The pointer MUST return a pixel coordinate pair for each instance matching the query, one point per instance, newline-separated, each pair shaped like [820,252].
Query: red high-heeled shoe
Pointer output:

----

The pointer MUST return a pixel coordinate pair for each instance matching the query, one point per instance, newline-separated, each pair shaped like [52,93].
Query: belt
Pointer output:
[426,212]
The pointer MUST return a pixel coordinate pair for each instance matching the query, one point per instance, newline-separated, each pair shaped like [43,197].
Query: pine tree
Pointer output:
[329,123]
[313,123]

----

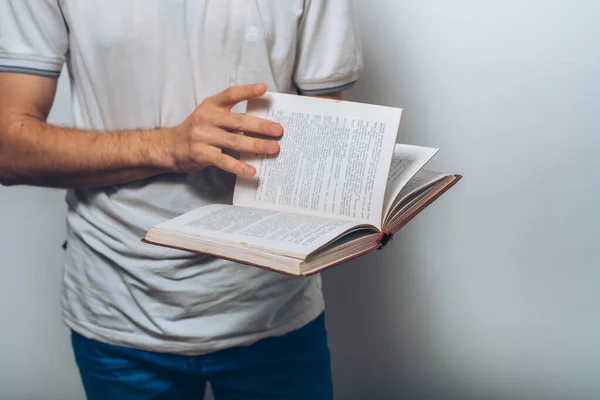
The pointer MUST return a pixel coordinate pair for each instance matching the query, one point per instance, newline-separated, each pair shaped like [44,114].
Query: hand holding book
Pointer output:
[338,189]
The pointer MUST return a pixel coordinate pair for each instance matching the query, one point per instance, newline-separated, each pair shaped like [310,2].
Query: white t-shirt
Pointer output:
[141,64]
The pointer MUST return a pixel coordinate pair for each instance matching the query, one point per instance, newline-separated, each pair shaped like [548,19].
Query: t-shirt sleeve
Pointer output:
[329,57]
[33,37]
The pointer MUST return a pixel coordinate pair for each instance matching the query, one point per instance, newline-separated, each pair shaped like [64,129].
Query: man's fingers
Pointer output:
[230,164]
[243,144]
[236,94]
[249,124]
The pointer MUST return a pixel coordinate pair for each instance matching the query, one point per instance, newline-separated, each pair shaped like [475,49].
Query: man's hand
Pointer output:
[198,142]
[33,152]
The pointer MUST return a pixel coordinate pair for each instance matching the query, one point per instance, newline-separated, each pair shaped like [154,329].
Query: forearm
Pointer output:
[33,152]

----

▶ [Work task] From the material above, count the lines that include "MUST" and give only the total.

▶ [Finished exercise] 9